(Records of labeled points)
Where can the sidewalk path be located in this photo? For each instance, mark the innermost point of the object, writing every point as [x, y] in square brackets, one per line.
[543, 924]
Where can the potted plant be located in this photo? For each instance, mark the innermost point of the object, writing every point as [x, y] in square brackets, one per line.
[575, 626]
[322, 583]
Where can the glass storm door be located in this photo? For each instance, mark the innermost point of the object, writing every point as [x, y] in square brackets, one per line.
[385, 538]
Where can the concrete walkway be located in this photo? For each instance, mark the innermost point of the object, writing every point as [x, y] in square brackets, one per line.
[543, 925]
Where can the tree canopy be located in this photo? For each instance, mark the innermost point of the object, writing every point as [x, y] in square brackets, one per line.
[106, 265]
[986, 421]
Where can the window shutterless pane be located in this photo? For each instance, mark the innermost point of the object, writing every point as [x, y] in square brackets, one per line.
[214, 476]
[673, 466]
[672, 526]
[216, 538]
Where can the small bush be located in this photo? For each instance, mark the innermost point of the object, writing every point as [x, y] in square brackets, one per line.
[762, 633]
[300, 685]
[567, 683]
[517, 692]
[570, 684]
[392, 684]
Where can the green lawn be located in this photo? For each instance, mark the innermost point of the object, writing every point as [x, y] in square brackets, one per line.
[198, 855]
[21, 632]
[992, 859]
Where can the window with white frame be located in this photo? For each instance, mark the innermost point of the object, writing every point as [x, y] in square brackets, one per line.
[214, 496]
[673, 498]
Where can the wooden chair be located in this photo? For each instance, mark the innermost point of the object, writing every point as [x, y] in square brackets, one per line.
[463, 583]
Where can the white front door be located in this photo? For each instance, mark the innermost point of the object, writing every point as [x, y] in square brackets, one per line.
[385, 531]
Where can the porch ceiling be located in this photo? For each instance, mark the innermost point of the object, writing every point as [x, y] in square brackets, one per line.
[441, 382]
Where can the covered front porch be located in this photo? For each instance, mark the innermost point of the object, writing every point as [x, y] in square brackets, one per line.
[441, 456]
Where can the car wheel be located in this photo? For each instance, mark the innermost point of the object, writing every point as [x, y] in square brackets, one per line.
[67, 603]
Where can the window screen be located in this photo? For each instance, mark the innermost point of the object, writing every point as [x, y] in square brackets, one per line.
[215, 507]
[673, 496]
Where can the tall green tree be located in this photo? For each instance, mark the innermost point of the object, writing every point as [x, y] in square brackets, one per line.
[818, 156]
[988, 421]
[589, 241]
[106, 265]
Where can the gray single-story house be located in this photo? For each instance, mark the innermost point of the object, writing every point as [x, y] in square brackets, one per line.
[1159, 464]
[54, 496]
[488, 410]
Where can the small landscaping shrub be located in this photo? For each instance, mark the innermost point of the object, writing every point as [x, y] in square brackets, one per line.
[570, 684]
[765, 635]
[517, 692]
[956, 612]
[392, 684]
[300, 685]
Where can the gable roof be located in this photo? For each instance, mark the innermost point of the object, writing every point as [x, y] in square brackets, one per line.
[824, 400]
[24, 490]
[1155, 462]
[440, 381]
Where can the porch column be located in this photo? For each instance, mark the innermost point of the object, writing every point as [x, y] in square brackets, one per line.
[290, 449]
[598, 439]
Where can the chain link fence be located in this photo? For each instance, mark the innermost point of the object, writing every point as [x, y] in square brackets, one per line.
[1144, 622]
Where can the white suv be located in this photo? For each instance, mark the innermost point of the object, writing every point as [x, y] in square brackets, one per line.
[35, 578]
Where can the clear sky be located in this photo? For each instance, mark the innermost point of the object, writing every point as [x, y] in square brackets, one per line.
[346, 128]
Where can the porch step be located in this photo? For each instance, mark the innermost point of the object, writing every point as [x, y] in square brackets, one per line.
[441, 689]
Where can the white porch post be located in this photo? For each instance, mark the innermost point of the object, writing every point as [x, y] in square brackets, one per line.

CHALLENGE:
Convert every line of the items above into a JSON list of strings, one string per line, leaving out any blank lines.

SOLUTION:
[
  "Where can the sidewalk path be located in this photo? For each instance, mark the innermost point of the object, writing every point as [x, y] in square brackets, one per line.",
  "[543, 924]",
  "Where can the potted plant be located in this photo? For each instance, mark the innermost point of the object, writing every point as [x, y] in square brackets, one per line.",
  "[575, 626]",
  "[322, 583]",
  "Where can the glass storm door be located in this photo? For each instance, mark the innermost point of the object, writing every point as [x, y] in square brackets, one per line.",
  "[385, 538]",
  "Where can the concrete walkway be located in this photo? For each instance, mark the innermost point of the object, writing every point as [x, y] in square brackets, one per line.",
  "[543, 925]",
  "Where can the tree canopy be located in this photo? For each instance, mark the innermost point of the object, writing every point as [x, y] in square brackets, one per line.",
  "[106, 265]",
  "[986, 421]",
  "Where can the window shutterless pane be located in this photo? For each instance, mark the innermost point of the object, writing every point as [x, y] in square brackets, one per line.",
  "[214, 476]",
  "[673, 466]",
  "[672, 526]",
  "[216, 538]",
  "Where can the small bush be located in this photo? For each instance, mark the innermost point of the object, writing every point as [x, y] in square brackets, one per line.",
  "[762, 633]",
  "[300, 685]",
  "[567, 683]",
  "[517, 692]",
  "[570, 684]",
  "[392, 684]",
  "Where can the green lawn be located in this photo? For each instance, mark the innermost point of the object, writing every point as [x, y] in square brackets, one per line.",
  "[198, 855]",
  "[21, 632]",
  "[992, 859]",
  "Where can the window with white frame be located in this photo? For each instance, mark the innermost point of the object, writing every point as [x, y] in square brackets, one per line.",
  "[214, 496]",
  "[673, 498]",
  "Where can the wooden chair be located in this photo? For each instance, mark the innermost point of the object, writing every point as [x, y] in square brackets, one per line.",
  "[463, 583]",
  "Where can the white front door be located in this photo? For each instance, mark the innermost point of the object, writing every point as [x, y] in square brackets, one per line.",
  "[385, 531]",
  "Where can the porch ceiling be located in this photo? For each instance, mark the innermost point of the object, writing every point as [x, y] in square brackets, one per line.",
  "[441, 382]",
  "Where can the covered front porch be located in this photo? For each instance, mark the innermost point of the object, writing every point as [x, y] in square brackets, one per line.",
  "[441, 456]",
  "Where can the car wheel be located in this photo? For each instance, mark the innermost point of the object, writing every point as [x, y] in square brackets, one per line.",
  "[67, 603]",
  "Where can the window screen be located in this photo? For each instance, mark the innermost point of the object, writing every point as [x, y] in square brackets, one per line.",
  "[215, 507]",
  "[673, 496]",
  "Where can the tall green tree be located in this photo? For each instance, mark the innermost point of the object, writing every point as [x, y] in square brackets, one per line.",
  "[818, 156]",
  "[988, 421]",
  "[589, 241]",
  "[106, 265]",
  "Where can the gray single-story house be located in this photo? For each instance, mark the innermost point of the object, writing every point as [x, y] in square brackets, one per line.",
  "[1159, 464]",
  "[54, 496]",
  "[488, 410]",
  "Where can the small landscaping shrub be located in this photo? For each instance, mark the innermost point of the object, writing every point as [x, y] in square brackets, one per line.",
  "[570, 684]",
  "[765, 635]",
  "[517, 692]",
  "[956, 612]",
  "[392, 684]",
  "[300, 685]",
  "Where can the gable roof be located in this photo? For each instance, mark the innermost point of the object, writing every point as [x, y] in square brackets, one per line.",
  "[824, 400]",
  "[24, 490]",
  "[1155, 462]",
  "[440, 381]",
  "Where can the porch column be located in this photo? For each instance, mark the innermost point of the object, writing every point as [x, y] in square brackets, one per line.",
  "[290, 449]",
  "[598, 439]",
  "Where can the chain link fence be located in this photo? For each instance, mark the innermost point of the object, writing every point as [x, y] in square brackets, one per line.",
  "[1144, 622]",
  "Where can the white suv be located in this photo? For each instance, mark the innermost point of the object, writing every point as [x, y] in square brackets, one per line.",
  "[35, 578]",
  "Where can the clear sky be located in this photo? For each instance, mark the innermost point of the object, writing every point as [x, y] in square brackets, one per line.",
  "[346, 128]",
  "Where can the porch step be located in this photo? For each instance, mark the innermost point of the object, writing every point as [x, y] in square brackets, one per line.",
  "[441, 689]",
  "Where can the white porch post be located in this photo? For each instance, mark the innermost point of the object, writing every point as [x, y] in square brackets, one per line."
]